>>>
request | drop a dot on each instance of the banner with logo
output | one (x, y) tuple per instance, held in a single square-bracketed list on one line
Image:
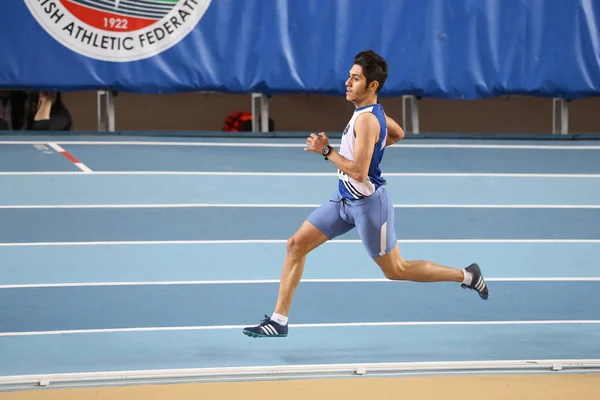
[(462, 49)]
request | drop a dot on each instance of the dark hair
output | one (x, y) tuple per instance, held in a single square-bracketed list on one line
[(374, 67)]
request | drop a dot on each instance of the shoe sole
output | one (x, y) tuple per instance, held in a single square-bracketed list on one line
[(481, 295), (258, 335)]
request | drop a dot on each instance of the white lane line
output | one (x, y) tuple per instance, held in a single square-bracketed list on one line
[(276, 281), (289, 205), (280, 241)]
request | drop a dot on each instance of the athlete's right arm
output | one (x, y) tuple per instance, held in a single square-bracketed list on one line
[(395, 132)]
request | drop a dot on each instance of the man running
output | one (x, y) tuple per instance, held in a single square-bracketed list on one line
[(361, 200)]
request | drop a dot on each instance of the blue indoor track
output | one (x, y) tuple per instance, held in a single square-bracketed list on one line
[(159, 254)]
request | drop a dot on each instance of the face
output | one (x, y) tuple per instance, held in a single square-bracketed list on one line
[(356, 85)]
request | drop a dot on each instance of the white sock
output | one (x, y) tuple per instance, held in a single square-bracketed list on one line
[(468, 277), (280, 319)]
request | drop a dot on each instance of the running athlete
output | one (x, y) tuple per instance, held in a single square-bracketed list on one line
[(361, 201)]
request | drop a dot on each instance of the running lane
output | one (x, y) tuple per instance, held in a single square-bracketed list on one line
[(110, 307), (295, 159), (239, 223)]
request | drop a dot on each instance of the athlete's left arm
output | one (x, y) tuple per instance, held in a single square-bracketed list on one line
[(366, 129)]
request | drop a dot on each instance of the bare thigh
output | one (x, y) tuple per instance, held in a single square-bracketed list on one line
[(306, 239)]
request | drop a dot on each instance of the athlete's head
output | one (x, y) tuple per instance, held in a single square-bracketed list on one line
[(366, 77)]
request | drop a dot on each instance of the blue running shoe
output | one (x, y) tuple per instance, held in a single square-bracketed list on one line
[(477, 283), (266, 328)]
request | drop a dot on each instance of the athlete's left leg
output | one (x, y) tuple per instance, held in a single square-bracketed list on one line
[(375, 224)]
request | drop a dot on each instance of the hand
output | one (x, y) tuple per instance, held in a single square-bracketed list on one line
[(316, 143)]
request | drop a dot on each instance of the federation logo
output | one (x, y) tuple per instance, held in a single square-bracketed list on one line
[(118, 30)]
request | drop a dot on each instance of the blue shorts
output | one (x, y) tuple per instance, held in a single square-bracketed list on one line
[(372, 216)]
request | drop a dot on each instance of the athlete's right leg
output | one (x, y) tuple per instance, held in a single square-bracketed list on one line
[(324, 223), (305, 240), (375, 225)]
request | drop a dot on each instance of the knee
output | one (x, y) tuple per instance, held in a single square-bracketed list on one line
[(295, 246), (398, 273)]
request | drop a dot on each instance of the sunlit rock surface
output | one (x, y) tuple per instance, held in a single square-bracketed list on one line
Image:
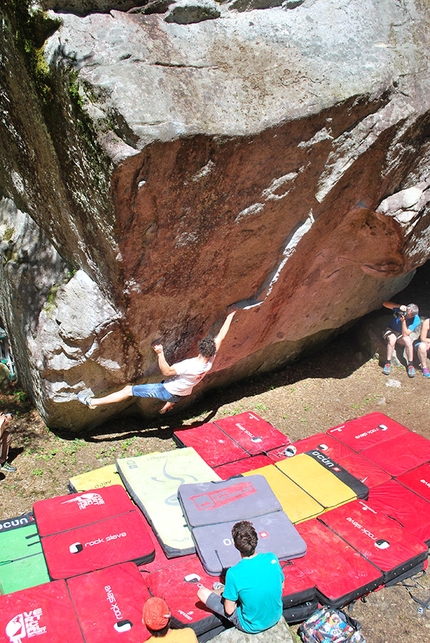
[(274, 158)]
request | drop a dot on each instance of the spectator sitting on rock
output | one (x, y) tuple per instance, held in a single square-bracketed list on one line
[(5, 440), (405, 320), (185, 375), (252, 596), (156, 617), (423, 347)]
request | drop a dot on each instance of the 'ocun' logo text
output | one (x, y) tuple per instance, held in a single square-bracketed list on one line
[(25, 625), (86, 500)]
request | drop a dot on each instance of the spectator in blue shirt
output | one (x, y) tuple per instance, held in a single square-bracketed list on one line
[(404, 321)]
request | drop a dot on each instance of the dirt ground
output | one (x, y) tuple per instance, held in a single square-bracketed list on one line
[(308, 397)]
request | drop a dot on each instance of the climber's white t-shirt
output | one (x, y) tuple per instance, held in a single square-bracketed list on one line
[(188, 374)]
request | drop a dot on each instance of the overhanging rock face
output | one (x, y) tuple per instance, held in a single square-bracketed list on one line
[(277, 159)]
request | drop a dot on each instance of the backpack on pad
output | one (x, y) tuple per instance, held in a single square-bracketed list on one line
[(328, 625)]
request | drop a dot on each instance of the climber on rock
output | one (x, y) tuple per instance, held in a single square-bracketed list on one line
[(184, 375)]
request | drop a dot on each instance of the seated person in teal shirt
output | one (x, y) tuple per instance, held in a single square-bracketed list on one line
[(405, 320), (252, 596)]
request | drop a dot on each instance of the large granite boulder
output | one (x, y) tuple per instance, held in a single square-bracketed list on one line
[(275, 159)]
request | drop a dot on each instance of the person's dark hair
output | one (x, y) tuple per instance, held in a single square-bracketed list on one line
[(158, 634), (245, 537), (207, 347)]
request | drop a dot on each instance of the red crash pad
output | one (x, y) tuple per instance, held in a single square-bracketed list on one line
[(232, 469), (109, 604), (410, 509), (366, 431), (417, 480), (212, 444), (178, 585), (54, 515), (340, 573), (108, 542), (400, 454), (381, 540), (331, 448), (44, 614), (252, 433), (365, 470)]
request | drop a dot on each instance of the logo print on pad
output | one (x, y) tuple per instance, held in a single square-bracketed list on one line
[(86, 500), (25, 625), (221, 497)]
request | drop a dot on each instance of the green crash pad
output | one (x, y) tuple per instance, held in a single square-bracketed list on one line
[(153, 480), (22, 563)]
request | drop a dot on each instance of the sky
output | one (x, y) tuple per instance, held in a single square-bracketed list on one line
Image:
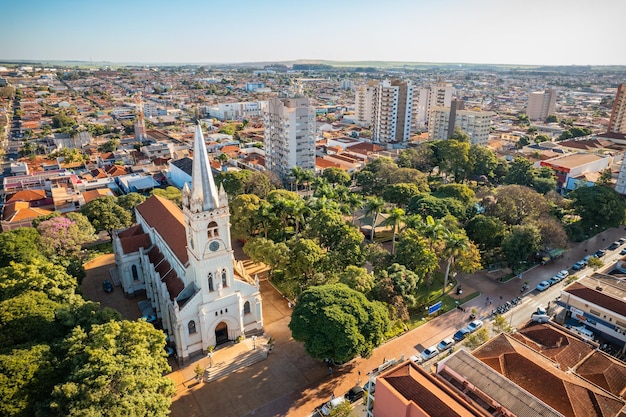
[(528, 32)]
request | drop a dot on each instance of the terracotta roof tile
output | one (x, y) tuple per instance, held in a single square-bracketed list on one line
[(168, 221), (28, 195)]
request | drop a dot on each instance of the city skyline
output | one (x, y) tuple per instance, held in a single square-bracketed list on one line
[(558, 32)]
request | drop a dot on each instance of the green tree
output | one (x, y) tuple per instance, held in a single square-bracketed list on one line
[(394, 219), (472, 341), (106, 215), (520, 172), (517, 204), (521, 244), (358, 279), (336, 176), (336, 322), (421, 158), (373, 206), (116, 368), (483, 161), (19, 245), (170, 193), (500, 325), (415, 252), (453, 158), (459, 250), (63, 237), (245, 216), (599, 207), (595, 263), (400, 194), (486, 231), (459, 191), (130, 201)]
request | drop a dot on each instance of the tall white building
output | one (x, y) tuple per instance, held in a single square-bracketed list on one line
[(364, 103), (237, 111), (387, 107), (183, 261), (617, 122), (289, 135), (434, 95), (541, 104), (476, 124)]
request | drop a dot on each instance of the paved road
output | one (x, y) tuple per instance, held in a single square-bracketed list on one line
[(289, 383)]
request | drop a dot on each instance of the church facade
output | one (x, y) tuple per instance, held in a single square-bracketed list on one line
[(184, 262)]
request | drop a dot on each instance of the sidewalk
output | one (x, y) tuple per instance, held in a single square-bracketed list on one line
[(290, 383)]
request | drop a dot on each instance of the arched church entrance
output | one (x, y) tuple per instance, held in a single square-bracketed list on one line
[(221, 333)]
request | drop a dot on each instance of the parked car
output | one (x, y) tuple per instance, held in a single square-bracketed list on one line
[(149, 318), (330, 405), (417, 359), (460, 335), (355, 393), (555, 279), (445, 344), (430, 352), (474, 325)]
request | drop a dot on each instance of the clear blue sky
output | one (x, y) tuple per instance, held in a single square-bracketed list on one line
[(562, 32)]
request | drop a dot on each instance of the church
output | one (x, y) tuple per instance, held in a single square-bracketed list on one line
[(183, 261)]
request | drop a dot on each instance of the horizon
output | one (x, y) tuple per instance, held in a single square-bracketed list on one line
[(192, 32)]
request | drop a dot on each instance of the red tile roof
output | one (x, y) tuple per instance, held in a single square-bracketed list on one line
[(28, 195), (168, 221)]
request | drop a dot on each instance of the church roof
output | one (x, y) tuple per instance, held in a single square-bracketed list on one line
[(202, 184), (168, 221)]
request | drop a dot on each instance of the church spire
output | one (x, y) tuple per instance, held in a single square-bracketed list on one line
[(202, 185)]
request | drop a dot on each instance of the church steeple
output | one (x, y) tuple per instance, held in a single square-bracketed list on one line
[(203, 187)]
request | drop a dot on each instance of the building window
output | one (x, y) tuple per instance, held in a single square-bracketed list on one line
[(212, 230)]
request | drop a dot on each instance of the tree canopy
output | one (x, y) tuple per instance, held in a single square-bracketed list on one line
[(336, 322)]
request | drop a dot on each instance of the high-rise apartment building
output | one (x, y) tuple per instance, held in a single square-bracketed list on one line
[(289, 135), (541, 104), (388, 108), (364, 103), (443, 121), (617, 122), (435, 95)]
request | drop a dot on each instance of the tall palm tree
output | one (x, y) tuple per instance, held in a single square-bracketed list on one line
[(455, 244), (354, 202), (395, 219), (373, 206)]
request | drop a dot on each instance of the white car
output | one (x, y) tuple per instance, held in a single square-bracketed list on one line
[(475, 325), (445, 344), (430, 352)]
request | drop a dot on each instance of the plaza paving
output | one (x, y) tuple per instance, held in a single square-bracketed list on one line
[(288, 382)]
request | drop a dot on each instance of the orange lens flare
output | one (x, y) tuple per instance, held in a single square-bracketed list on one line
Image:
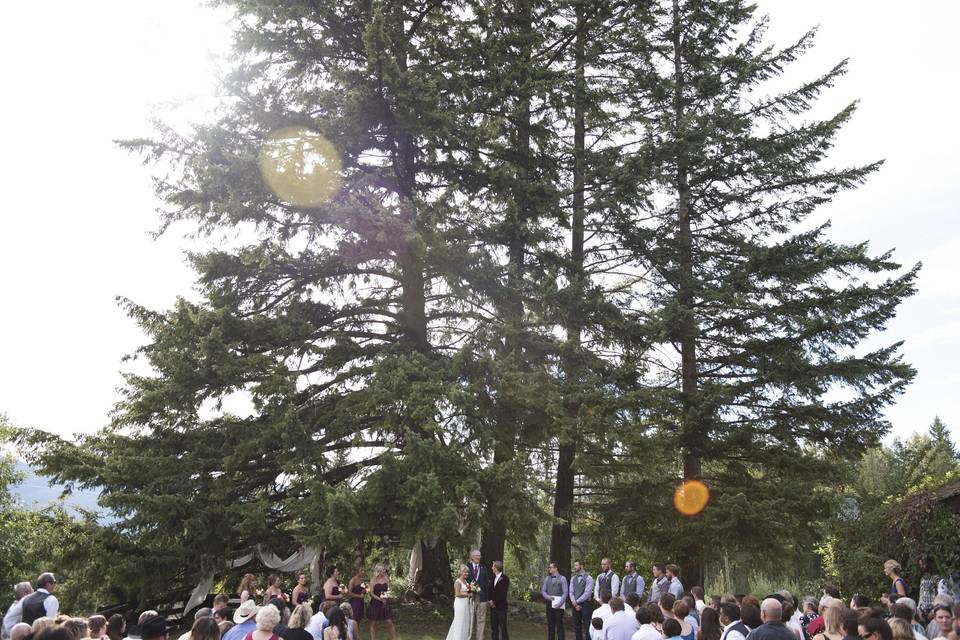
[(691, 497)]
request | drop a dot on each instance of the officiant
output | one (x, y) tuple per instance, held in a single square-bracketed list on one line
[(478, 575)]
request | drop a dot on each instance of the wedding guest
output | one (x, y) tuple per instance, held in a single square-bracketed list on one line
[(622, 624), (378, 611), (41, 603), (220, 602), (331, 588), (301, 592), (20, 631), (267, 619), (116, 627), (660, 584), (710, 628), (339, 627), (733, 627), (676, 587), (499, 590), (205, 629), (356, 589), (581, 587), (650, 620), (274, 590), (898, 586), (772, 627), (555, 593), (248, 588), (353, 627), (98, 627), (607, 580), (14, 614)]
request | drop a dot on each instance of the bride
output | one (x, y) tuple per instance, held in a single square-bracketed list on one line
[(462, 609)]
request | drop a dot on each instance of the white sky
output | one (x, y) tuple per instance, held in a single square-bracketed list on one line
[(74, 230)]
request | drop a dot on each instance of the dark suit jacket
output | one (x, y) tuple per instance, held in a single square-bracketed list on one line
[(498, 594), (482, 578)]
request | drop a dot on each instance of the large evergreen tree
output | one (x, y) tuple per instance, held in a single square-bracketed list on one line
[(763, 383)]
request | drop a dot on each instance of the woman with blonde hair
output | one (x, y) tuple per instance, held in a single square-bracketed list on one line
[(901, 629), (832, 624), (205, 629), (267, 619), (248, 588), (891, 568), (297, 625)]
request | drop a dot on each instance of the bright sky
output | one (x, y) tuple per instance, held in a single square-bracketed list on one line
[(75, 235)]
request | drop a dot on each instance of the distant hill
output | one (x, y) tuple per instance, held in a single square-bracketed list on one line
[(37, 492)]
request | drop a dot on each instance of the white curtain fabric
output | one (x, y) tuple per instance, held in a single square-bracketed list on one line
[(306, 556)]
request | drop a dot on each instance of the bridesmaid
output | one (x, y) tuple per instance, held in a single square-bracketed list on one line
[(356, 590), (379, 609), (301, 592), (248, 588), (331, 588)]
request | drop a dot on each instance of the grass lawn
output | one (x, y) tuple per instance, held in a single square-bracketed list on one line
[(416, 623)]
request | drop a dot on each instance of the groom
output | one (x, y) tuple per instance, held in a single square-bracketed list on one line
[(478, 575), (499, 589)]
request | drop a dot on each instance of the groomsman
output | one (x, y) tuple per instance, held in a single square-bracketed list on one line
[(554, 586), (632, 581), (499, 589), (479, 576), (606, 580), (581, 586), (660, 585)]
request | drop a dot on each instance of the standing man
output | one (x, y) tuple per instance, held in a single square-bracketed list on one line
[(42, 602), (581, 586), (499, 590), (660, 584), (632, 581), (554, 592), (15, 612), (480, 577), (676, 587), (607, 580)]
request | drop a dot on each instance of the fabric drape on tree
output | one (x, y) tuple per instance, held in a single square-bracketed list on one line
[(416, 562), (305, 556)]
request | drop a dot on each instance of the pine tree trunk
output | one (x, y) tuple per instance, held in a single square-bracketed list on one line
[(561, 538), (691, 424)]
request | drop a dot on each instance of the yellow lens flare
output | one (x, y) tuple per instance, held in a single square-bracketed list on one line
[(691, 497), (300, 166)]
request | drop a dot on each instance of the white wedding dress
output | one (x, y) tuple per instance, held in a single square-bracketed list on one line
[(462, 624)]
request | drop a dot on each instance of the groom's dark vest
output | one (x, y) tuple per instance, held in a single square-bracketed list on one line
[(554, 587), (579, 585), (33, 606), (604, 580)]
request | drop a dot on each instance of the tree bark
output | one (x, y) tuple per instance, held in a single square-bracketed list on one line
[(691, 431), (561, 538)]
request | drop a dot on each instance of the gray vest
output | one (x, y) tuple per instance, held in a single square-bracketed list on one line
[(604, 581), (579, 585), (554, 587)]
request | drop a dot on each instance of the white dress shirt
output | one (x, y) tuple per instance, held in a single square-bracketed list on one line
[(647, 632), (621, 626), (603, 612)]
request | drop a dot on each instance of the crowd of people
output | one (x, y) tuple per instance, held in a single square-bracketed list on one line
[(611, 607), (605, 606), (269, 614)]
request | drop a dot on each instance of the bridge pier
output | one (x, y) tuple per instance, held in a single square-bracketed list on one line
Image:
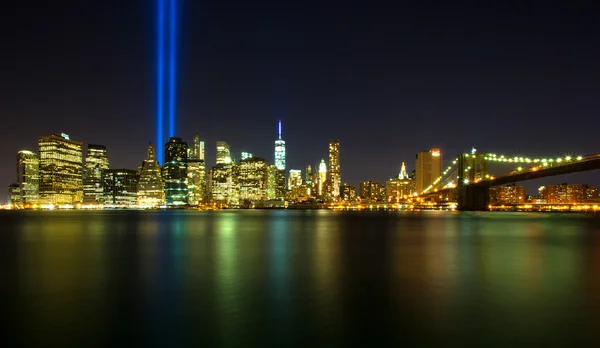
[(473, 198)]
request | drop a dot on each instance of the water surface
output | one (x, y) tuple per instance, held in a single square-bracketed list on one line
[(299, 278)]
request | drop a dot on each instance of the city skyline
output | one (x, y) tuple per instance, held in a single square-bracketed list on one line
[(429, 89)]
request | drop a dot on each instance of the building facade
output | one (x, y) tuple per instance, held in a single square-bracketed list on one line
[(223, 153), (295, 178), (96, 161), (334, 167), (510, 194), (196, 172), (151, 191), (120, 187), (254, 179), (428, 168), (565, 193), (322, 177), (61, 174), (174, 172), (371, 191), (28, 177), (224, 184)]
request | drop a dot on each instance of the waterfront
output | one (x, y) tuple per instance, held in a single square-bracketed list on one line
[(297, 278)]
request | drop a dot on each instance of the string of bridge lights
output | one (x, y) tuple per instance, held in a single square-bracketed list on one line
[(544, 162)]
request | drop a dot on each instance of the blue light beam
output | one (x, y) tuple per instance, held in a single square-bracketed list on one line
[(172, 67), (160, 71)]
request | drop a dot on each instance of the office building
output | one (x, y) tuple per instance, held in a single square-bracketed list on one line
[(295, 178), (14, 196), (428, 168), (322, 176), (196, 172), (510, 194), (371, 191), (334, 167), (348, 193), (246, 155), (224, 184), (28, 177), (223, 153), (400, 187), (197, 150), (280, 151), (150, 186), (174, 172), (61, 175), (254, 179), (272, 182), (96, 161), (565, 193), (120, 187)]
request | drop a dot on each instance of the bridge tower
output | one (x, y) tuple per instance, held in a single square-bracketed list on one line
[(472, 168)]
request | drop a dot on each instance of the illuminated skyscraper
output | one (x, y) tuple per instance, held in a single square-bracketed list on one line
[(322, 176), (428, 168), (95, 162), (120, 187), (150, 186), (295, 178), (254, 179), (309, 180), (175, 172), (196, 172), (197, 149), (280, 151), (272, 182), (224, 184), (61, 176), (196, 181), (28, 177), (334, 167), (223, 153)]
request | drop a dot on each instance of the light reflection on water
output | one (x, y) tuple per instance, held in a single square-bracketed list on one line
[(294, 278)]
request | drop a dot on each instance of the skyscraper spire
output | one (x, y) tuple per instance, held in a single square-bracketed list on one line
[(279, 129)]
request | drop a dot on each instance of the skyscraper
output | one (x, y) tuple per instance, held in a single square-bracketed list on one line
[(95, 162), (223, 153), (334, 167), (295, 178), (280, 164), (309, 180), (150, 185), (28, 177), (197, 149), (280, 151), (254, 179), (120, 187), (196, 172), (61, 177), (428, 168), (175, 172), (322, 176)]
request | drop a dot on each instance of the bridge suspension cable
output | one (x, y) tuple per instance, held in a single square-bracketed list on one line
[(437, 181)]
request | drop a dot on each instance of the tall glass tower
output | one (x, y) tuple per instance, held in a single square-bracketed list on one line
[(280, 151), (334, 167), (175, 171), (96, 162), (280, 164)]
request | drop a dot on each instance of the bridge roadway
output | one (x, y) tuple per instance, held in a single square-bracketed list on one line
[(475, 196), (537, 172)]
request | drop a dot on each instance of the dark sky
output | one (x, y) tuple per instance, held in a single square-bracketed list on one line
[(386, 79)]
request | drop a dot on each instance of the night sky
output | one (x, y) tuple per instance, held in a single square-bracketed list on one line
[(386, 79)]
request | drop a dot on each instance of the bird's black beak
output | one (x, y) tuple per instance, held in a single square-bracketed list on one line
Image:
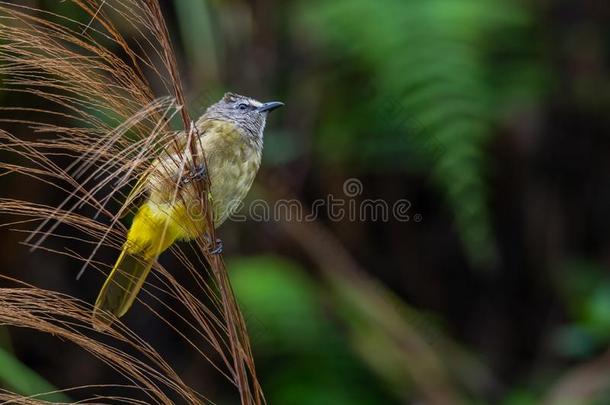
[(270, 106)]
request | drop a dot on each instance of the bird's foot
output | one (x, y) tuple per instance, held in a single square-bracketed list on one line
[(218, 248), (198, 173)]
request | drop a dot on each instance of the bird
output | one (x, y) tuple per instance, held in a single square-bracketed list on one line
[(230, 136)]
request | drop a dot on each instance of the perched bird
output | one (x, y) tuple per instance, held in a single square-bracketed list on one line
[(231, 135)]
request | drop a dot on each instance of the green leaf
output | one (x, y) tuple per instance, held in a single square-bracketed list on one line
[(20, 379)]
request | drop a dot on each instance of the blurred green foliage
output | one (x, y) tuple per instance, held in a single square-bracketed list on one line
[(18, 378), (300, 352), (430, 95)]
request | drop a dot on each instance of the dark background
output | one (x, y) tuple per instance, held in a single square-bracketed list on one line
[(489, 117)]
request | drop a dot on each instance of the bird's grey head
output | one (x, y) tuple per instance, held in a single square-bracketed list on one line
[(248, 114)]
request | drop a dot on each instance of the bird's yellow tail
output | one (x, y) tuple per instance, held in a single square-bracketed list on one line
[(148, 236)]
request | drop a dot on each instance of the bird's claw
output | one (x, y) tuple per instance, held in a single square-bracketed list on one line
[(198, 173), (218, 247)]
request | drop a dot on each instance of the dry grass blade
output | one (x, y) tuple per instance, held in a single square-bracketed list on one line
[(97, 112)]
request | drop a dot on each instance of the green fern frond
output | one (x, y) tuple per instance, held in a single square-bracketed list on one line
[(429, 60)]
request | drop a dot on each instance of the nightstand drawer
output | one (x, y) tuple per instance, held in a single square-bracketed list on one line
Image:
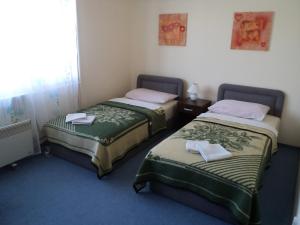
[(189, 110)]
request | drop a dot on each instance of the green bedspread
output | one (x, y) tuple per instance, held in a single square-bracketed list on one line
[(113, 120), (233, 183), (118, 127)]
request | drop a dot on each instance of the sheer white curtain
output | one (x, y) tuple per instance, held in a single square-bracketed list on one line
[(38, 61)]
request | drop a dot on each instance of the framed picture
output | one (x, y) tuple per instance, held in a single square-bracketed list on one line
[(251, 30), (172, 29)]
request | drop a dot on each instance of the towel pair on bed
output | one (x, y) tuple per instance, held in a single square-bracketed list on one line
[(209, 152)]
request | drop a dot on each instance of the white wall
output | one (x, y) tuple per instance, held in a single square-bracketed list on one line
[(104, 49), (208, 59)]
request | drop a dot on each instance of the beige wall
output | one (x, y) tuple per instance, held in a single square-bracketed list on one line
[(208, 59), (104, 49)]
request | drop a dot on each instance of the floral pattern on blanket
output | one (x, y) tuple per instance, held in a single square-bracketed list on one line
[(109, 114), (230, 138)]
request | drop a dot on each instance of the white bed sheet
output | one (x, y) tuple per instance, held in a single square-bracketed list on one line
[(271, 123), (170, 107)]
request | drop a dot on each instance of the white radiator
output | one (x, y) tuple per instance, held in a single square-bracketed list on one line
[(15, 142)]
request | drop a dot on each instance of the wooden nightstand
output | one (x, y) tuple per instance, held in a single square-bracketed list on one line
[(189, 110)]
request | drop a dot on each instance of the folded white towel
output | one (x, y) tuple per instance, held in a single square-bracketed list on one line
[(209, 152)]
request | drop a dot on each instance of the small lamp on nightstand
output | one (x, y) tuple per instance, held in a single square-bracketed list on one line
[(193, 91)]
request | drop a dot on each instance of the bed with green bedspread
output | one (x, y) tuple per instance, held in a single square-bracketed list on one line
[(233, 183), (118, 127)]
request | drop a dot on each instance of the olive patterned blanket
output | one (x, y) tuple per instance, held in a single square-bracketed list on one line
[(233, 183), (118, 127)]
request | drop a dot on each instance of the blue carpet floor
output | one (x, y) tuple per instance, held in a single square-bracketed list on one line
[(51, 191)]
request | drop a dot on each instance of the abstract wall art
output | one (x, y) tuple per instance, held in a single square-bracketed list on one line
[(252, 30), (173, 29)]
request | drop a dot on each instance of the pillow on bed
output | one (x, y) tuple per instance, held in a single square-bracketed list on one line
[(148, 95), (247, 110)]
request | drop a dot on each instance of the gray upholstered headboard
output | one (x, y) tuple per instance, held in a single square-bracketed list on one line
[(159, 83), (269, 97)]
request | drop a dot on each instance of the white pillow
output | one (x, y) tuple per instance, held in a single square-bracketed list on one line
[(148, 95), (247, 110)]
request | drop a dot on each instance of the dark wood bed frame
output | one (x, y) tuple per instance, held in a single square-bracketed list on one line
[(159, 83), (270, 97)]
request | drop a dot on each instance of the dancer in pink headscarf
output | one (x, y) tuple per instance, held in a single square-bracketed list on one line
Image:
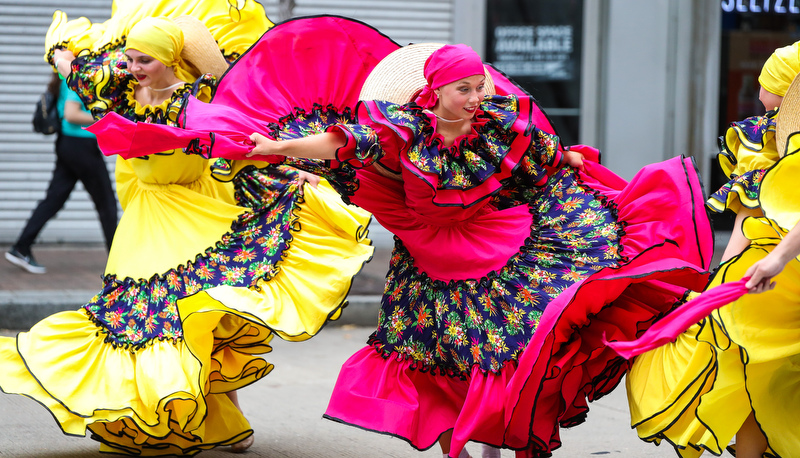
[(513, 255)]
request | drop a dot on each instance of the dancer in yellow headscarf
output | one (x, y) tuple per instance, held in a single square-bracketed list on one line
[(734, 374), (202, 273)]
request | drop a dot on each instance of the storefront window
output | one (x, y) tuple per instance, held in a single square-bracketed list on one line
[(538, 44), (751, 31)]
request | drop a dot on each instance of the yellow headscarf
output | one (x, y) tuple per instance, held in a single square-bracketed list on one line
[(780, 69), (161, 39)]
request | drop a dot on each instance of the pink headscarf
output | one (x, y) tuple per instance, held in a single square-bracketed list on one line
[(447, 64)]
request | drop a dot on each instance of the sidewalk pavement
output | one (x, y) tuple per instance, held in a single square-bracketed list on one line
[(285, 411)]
<<<
Your goal
Express the records above, in the stretch from the line containing "request | drop a dot on each instance of the logo" through the line containing "[(86, 500), (25, 625), (221, 497)]", as a two-column CSV with the header columns request and points. Give one row per request, with its text and its answer each in a single quoted field and any line breaks replaced by spaces.

Response
request,points
"request | drop a dot on each instance of the logo print on pad output | one (x, y) tuple per instance, held in a single square-bracketed list on one line","[(86, 500), (25, 625), (221, 497)]"